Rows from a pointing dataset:
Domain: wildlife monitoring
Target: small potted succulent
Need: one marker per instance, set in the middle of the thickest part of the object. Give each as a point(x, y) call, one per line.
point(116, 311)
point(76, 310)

YOUR TASK: Could you duplicate the data above, keeping every line unchanged?

RESPONSE TO THIS EXERCISE:
Domain: wildlife monitoring
Target: small potted succulent
Need: one marker per instance, set in the middle of the thickest part of the object. Give each as a point(x, y) call, one per line.
point(116, 311)
point(76, 310)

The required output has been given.